━━━━━ Recorded information

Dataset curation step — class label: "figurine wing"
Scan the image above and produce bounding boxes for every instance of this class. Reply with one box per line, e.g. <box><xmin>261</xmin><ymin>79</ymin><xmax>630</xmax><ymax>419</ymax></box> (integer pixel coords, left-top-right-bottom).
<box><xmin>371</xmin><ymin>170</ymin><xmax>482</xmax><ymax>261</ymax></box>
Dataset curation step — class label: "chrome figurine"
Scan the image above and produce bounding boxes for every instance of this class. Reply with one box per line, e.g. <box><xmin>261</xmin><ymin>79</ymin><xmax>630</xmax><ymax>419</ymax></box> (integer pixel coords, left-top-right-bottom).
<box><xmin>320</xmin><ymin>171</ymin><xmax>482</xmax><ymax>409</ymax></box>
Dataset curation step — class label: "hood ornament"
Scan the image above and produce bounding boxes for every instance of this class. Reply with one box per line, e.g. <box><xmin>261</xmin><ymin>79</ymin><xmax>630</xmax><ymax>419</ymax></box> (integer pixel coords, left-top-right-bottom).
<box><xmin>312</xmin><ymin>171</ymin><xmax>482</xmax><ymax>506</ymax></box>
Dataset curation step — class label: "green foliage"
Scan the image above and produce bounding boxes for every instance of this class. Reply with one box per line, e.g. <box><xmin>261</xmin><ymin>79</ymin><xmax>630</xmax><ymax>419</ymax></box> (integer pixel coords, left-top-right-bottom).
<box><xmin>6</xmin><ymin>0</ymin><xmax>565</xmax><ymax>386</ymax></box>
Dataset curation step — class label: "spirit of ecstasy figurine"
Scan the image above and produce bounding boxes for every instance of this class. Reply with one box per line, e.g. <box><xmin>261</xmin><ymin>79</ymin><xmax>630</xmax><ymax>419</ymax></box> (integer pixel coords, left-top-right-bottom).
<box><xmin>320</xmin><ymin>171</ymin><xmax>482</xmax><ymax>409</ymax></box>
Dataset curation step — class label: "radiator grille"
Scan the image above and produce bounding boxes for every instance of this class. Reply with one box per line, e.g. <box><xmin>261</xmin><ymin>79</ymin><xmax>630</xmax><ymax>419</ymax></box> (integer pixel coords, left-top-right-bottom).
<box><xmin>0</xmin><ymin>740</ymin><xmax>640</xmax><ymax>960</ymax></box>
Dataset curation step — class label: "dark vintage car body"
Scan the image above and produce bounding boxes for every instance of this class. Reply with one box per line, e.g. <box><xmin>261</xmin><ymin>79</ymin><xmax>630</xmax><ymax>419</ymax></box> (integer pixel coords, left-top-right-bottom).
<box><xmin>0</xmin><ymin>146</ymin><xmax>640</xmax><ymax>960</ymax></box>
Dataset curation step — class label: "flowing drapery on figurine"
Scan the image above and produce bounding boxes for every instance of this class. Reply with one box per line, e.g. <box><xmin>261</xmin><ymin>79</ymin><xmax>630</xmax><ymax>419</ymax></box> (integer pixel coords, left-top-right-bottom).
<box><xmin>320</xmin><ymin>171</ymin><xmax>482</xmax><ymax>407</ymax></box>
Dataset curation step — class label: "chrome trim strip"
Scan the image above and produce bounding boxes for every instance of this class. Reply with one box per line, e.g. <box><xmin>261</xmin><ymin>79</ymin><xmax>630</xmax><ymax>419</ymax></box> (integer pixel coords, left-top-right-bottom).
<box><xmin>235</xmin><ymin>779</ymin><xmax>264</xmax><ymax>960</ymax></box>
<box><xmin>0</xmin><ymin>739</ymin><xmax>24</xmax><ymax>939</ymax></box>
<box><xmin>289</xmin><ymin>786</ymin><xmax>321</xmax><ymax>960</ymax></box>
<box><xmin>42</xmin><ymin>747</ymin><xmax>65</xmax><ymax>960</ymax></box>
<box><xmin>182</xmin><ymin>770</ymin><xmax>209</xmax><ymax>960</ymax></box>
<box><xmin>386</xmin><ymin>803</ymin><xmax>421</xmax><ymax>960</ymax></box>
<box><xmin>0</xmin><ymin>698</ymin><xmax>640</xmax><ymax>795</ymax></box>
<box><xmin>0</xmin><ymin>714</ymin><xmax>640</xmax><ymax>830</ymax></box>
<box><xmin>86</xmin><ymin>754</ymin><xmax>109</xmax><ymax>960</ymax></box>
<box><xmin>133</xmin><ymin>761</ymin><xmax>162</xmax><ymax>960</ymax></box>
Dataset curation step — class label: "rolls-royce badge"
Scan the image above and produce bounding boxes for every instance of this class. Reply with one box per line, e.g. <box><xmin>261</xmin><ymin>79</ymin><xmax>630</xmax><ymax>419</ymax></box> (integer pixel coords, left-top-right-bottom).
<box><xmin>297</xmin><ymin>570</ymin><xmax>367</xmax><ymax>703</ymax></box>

━━━━━━━━━━

Output every line above without altering anything.

Dataset curation step — class label: "figurine wing"
Scan the image above and produce bounding boxes for every instance of this class. Reply with one box per line, e.g. <box><xmin>261</xmin><ymin>79</ymin><xmax>630</xmax><ymax>419</ymax></box> (integer pixel coords, left-top-right-bottom).
<box><xmin>371</xmin><ymin>170</ymin><xmax>482</xmax><ymax>261</ymax></box>
Dataset curation step — class label: "chrome figurine"
Scan the image above and produce bounding boxes for every instance of this class. Reply with one box per line, e.g. <box><xmin>261</xmin><ymin>79</ymin><xmax>630</xmax><ymax>419</ymax></box> (integer pixel coords, left-top-right-bottom).
<box><xmin>320</xmin><ymin>171</ymin><xmax>482</xmax><ymax>409</ymax></box>
Dataset curation step — class label: "hood ornament"
Scan the image above and produce bounding boxes for every instance of this class. Reply with one box per line, e.g. <box><xmin>261</xmin><ymin>79</ymin><xmax>630</xmax><ymax>419</ymax></box> (integer pixel coords, left-top-right-bottom).
<box><xmin>312</xmin><ymin>171</ymin><xmax>482</xmax><ymax>506</ymax></box>
Dataset curation step — class label: "green foliage"
Scan the image above and produce bounding boxes for every instance of this class. Reply with one box per line, e.g. <box><xmin>261</xmin><ymin>79</ymin><xmax>630</xmax><ymax>419</ymax></box> (integer pixel coords, left-top-right-bottom).
<box><xmin>6</xmin><ymin>0</ymin><xmax>565</xmax><ymax>386</ymax></box>
Dataset curation step — class label: "spirit of ecstasy figurine"
Scan the image above and produce bounding boxes for every instance of this class. Reply with one box per line, e.g. <box><xmin>261</xmin><ymin>79</ymin><xmax>630</xmax><ymax>419</ymax></box> (integer pixel coords, left-top-right-bottom).
<box><xmin>320</xmin><ymin>171</ymin><xmax>482</xmax><ymax>409</ymax></box>
Dataset curation step — class label: "radiator grille"
Scan the image above and produce bounding boxes for every instance of this class. Reply with one box per line, e.g. <box><xmin>261</xmin><ymin>79</ymin><xmax>630</xmax><ymax>419</ymax></box> (integer pixel coords, left-top-right-bottom).
<box><xmin>0</xmin><ymin>740</ymin><xmax>640</xmax><ymax>960</ymax></box>
Dataset curation step — class label: "dark vintage car body"
Scan the image above and produce bounding boxes for every instance of this class. Reply with one box per line, e.g. <box><xmin>261</xmin><ymin>79</ymin><xmax>630</xmax><ymax>419</ymax></box> (integer pixel coords, left-top-right-bottom).
<box><xmin>0</xmin><ymin>146</ymin><xmax>640</xmax><ymax>960</ymax></box>
Dataset curation step — class label: "flowing drapery on figurine"
Scan the image above and produce bounding boxes for every instance of this class. Reply with one box per line, e.g. <box><xmin>261</xmin><ymin>79</ymin><xmax>630</xmax><ymax>419</ymax></box> (integer pixel coords, left-top-right-bottom).
<box><xmin>320</xmin><ymin>171</ymin><xmax>482</xmax><ymax>407</ymax></box>
Dataset curation step — class label: "chrome trim strip"
Scan the image above and produce bounding boxes for every instance of this class. Reply with one box per line, e.g. <box><xmin>261</xmin><ymin>79</ymin><xmax>630</xmax><ymax>419</ymax></box> (integer pixel coords, left-top-right-bottom).
<box><xmin>235</xmin><ymin>779</ymin><xmax>264</xmax><ymax>960</ymax></box>
<box><xmin>0</xmin><ymin>739</ymin><xmax>24</xmax><ymax>939</ymax></box>
<box><xmin>289</xmin><ymin>786</ymin><xmax>321</xmax><ymax>960</ymax></box>
<box><xmin>42</xmin><ymin>747</ymin><xmax>65</xmax><ymax>960</ymax></box>
<box><xmin>182</xmin><ymin>770</ymin><xmax>209</xmax><ymax>960</ymax></box>
<box><xmin>386</xmin><ymin>803</ymin><xmax>421</xmax><ymax>960</ymax></box>
<box><xmin>0</xmin><ymin>698</ymin><xmax>640</xmax><ymax>795</ymax></box>
<box><xmin>0</xmin><ymin>714</ymin><xmax>640</xmax><ymax>830</ymax></box>
<box><xmin>86</xmin><ymin>754</ymin><xmax>109</xmax><ymax>960</ymax></box>
<box><xmin>133</xmin><ymin>761</ymin><xmax>162</xmax><ymax>960</ymax></box>
Dataset curation step — class label: "rolls-royce badge"
Scan the image above and produce bounding boxes for every instance of this class. Reply with one box per line, e.g. <box><xmin>261</xmin><ymin>79</ymin><xmax>630</xmax><ymax>419</ymax></box> (integer pixel coords, left-top-right-bottom).
<box><xmin>297</xmin><ymin>570</ymin><xmax>367</xmax><ymax>703</ymax></box>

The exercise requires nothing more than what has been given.